PROBLEM TO SOLVE: For this item, repeat the material exactly while omitting its pictures.

DATA PROVIDED:

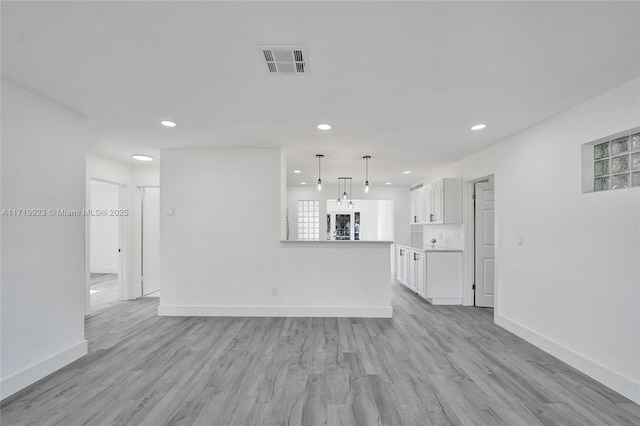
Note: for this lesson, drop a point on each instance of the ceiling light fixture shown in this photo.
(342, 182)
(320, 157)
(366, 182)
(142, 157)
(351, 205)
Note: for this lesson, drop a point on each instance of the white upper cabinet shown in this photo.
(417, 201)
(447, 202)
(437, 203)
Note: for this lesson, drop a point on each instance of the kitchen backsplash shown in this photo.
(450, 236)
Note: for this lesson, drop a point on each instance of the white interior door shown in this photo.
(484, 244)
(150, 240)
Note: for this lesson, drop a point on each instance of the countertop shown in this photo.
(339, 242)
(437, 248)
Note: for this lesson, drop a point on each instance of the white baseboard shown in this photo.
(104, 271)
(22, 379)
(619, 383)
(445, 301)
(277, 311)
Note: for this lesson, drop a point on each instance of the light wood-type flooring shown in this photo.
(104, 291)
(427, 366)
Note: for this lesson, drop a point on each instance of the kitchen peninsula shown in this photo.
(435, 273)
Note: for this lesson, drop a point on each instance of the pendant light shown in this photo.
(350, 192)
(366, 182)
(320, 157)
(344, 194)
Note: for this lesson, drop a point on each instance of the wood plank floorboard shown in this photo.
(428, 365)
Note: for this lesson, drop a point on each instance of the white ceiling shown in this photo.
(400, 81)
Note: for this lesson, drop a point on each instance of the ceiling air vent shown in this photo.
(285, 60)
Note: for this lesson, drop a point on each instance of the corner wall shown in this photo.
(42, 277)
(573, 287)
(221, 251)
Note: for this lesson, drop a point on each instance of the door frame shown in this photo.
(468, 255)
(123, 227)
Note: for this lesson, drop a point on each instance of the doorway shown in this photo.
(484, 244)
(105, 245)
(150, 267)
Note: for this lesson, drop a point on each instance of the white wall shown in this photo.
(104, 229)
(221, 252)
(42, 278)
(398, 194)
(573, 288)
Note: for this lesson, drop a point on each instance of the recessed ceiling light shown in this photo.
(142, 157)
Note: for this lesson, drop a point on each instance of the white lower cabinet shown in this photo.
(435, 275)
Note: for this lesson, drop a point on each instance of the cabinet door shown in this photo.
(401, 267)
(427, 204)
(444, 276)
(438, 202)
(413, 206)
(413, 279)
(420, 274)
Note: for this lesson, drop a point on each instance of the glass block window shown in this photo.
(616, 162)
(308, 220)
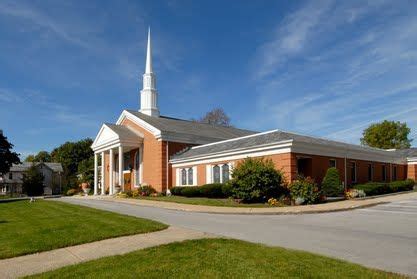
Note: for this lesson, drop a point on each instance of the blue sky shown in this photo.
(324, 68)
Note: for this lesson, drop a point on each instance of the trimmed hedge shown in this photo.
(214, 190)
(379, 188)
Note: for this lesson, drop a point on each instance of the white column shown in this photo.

OUTPUT BELOW:
Note: for this lesson, drop a point on each instance of the ceiling light fixture shown in this photo.
(342, 182)
(320, 157)
(366, 182)
(142, 157)
(351, 205)
Note: for this lesson, drop a point on each instance of the white upper cabinet shown in this photo.
(417, 201)
(447, 202)
(437, 203)
Note: for this lesson, drop a point on each instance of the kitchen backsplash shown in this photo.
(450, 236)
Note: for this lesson, drop a point on each instance of the white interior door shown in this photo.
(484, 244)
(150, 240)
Note: for this lesson, drop a point on each instance of the countertop shown in this photo.
(339, 242)
(437, 248)
Note: for this lesson, drop a point on each instance of the white baseboard shown in this photo.
(104, 271)
(22, 379)
(619, 383)
(445, 301)
(277, 311)
Note: for this lesson, drop a point on each instance of the light wood-type flooring shown in this photo.
(104, 291)
(427, 366)
Note: for this lesson, drop a point on each instance of the kitchen peninsula shown in this photo.
(435, 273)
Note: for this lesson, drop a point on each instance of the pendant light shown in this photo.
(350, 192)
(366, 182)
(320, 157)
(344, 194)
Note: for this lesson, drop a point on each instance of the wood plank floorboard shown in this photo.
(428, 365)
Note: for this lesson, drop a point on each instance of the white ceiling shown in this photo.
(400, 81)
Note: for this lesson, drop a point on each instance of the ceiling air vent shown in this photo.
(285, 60)
Note: for this lesson, drop a point on each instance of the corner wall shown in this photo.
(42, 277)
(573, 287)
(221, 251)
Note: for this lesson, drop a point on each instance of the door frame shown in this photo.
(468, 255)
(123, 227)
Note: for this lesson, drop a point on each instance of the doorway shown in this photo.
(484, 244)
(105, 245)
(150, 267)
Note: for this lesson, drop a point on each instance of the white wall shown in this photo.
(104, 229)
(221, 252)
(42, 278)
(398, 194)
(573, 288)
Note: for this lesson, drop a point on each instance of the recessed ceiling light shown in this photo.
(142, 157)
Note: for this lesson, drop a point on each instance of the white lower cabinet shown in this photo.
(435, 275)
Note: for this lesson, drop a point on each instance of the cabinet door shown in this photo.
(401, 267)
(427, 204)
(444, 276)
(438, 202)
(413, 206)
(413, 279)
(420, 274)
Note: for this lesson, drop a point on each instance of the glass block window shown in this photo.
(616, 162)
(308, 220)
Note: for this lesson, drop a point on each instance of the blue sky shown in this photo.
(324, 68)
Note: for this lesson, drop a point on each instance of the trimmed hedge shown in this photo.
(214, 190)
(379, 188)
Note: for this lesson, drop a point on each instance of the white column shown in this photo.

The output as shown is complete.